ПРИВЕДЁННЫЙ ТЕКСТ ▸
>>>
И. Макарова, автор статьи «Христианские мотивы в творчестве Маяковского» (1993), возводит поэтику Маяковского к романтической традиции (Лермонтову, Байрону), но считает, что богоборчество поэта намного «проще»: «Бог есть, но он зол, ... все ценности принадлежат не ему, а Жирному, а значит, и ценностей этих нет» [139, 154]. Г. Ионин в докладе «Ветхозаветные мотивы в творчестве В. Маяковского» (1993) определяет их соотношение с новозаветными коллизиями и обнаруживает, что стремление поэта восстановить вселенскую гармонию, отдав Человеку функции Бога, приводит к «изгнанию откровения из сферы духа» [170, 191]. Несмотря на гордыню, присущую лирическому «я» Маяковского, Христос и Антихрист, как утверждает исследователь, «ведут в его поэзии неосознанный спор - спор Демона и Бога в Человеке». Если богоборческий «бунт Маяковского ветхозаветен», то его «Голгофа возобновляет... христианскую тему любви, призывно обращенной к каждому из ближних и
дальних, пробуждающей в них ответную "громаду-любовь"» [170, 191]. В концепции А. Сакович («Библейские образы в раннем творчестве Владимира Маяковского, или мистерия-буфф в действии», 1996), лирический герой поэта формируется на стыке народной смеховой культуры и авторской полемики с христианством, балансируя между трагедией распятого и амплуа скомороха: поэт вступает в борьбу с Богом, но «идет вслед за Христом» и взыскует «... царства Божия — победы любви на земле» [225, 328].
<<<
КРАТКОЕ ЗАДАНИЕ 1 ▸ Изложите текст о христианских мотивах в творчестве Маяковского в двух предложениях.
КРАТКОЕ ЗАДАНИЕ 2 ▸ Продолжите текст о христианских мотивах в творчестве Маяковского, начав сразу после его последнего предложения.

Записи коллекции ▸
>>>
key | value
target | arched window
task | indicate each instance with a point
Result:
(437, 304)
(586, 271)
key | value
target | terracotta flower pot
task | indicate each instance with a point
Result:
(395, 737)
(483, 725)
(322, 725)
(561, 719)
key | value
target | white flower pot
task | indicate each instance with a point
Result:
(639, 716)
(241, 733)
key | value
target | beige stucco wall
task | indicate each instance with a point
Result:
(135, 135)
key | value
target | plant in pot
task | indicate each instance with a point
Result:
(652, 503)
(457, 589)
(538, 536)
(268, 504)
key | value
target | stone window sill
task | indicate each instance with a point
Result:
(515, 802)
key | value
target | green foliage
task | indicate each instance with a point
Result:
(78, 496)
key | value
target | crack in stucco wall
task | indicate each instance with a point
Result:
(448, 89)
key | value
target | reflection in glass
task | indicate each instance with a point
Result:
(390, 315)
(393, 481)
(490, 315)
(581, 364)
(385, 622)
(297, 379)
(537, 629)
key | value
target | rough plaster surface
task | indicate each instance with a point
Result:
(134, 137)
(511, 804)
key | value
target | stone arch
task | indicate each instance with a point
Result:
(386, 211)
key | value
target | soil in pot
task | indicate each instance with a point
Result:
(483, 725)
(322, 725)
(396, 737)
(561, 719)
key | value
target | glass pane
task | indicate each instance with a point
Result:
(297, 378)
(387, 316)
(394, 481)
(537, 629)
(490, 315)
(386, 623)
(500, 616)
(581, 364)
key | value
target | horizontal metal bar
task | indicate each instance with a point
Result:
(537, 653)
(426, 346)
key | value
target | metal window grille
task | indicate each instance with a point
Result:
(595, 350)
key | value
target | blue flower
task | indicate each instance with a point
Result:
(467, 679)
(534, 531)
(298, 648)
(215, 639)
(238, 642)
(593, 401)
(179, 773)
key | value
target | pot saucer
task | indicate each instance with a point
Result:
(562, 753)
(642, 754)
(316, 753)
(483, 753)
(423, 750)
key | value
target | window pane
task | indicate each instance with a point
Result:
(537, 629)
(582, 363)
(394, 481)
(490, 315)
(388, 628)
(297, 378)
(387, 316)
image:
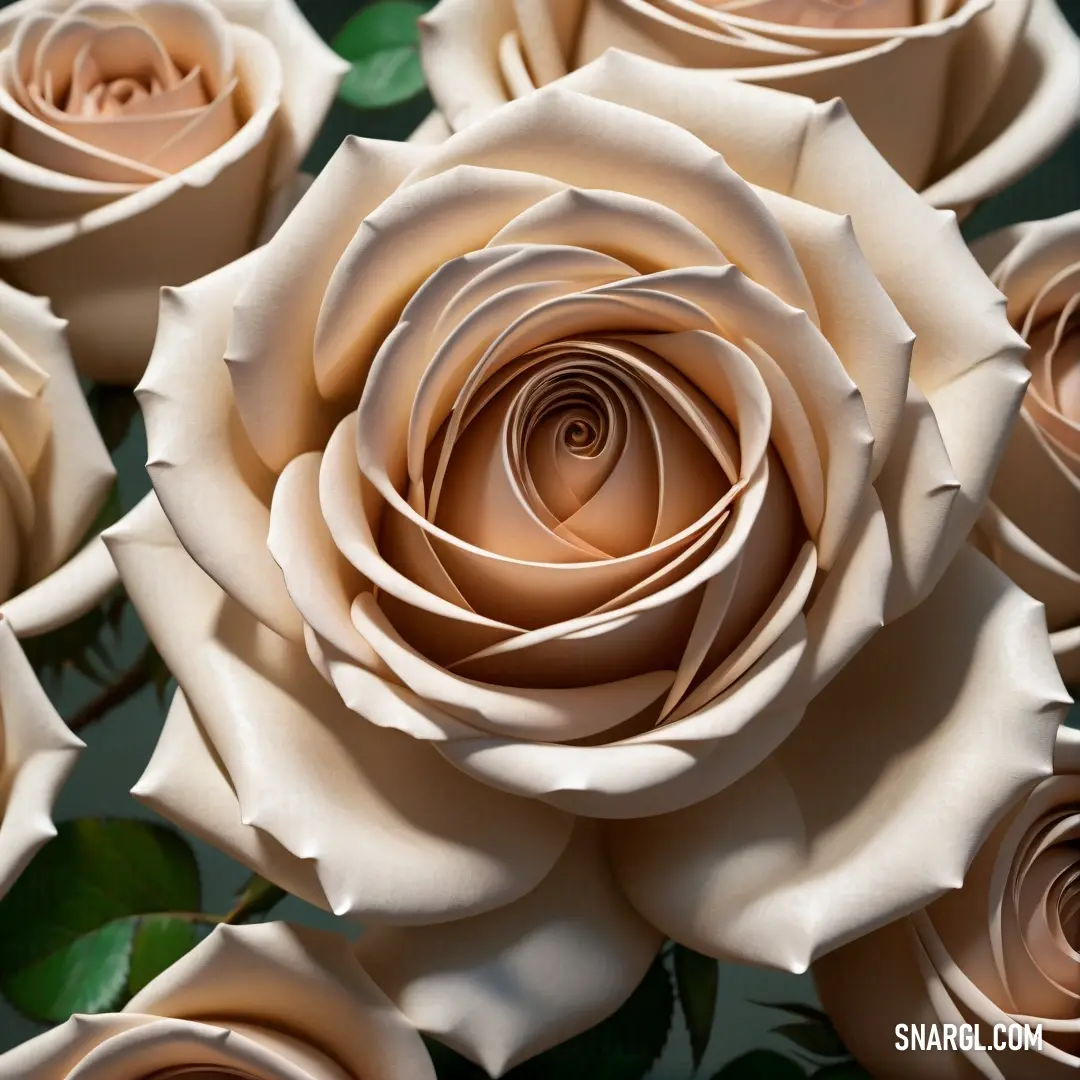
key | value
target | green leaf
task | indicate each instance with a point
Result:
(382, 44)
(841, 1070)
(814, 1037)
(760, 1065)
(69, 925)
(258, 896)
(159, 943)
(697, 977)
(113, 408)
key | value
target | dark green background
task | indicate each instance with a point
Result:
(119, 747)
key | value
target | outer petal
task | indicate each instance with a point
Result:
(1036, 107)
(460, 45)
(269, 1000)
(204, 469)
(98, 266)
(80, 584)
(305, 980)
(186, 782)
(311, 73)
(781, 868)
(38, 752)
(305, 771)
(70, 484)
(504, 986)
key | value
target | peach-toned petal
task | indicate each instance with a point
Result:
(37, 752)
(504, 986)
(780, 868)
(440, 846)
(203, 467)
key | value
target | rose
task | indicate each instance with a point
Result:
(55, 474)
(1000, 950)
(261, 1002)
(37, 753)
(146, 143)
(962, 97)
(523, 512)
(1030, 526)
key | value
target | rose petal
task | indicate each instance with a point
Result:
(272, 331)
(505, 986)
(38, 752)
(780, 868)
(203, 468)
(440, 845)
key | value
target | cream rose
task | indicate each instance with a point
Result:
(261, 1002)
(145, 143)
(526, 516)
(55, 473)
(37, 753)
(1001, 950)
(1031, 526)
(962, 97)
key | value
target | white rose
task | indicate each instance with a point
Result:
(962, 97)
(145, 143)
(260, 1002)
(1031, 526)
(527, 515)
(37, 753)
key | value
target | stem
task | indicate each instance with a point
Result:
(126, 685)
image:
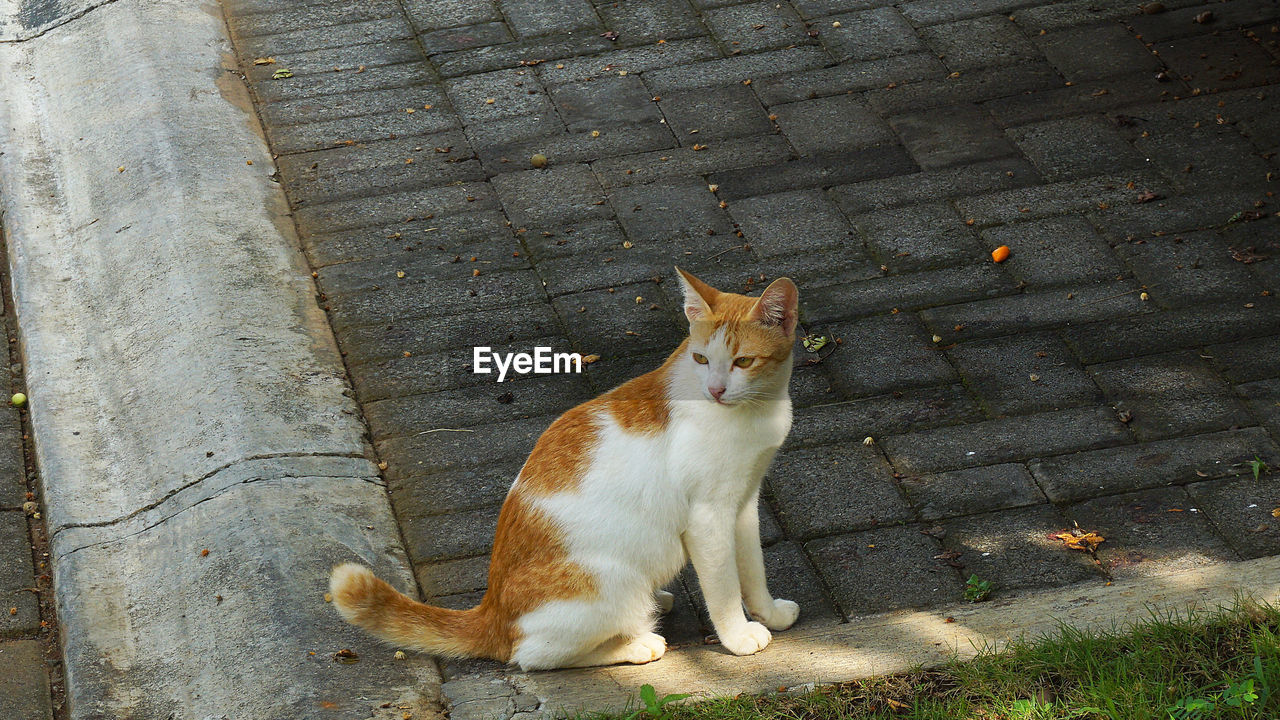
<<<
ОТВЕТ 1 ▸ И. Макарова возводит поэтику Маяковского к романтической традиции, но считает его богоборчество намного более «простым», а Г. Ионин видит в его поэзии неосознанный спор Христа и Антихриста, Демона и Бога в Человеке. По мнению А. Сакович, лирический герой поэта формируется на стыке народной смеховой культуры и полемики с христианством: поэт борется с Богом, но идет вслед за Христом.

ОТВЕТ 2 ▸
Краткий обзор библейских мотивов и образов в раннем творчестве Маяковского дан Д. Скляровым в пособии для учащихся «Русская литература: XX век: Справочные материалы» (1995). С точки зрения исследователя, поэт предлагает особый «... вариант истолкования евангельских идеалов, выделяя... земную, человеческую сторону личности и учения Христа», предстающих в «ореоле неизбежных историко-литературных ассоциаций» [238, 187-188]. Среди них - искания Достоевского и Л. Толстого, ницшеанский тезис о «смерти Бога», поэзия символистов, а также целый пласт «неорелигиозной» мысли рубежа веков. Из последних работ, в которых анализируется христианская проблематика в поэзии Маяковского, следует выделить книгу Т. Жирмунской «"Ум ищет Божества": Библия и русская поэзия XVIII - XX веков» (2006). Пытаясь обозначить отношения лирического «я» поэта с Творцом, исследовательница отвергает понятие «атеизм». Обновленная религия грядущего мира, вслед за С. Семеновой, именуется «человекобожеством». Отсюда и представления поэта «об адекватности человека и Господа», и «горькая издевка над Создателем». Тем не менее, богоборческие настроения Маяковского постоянно получают мощный христианский противовес: поэт, как утверждает Жирмунская, страдал «... от забвения основных Христовых заповедей» [78, 373].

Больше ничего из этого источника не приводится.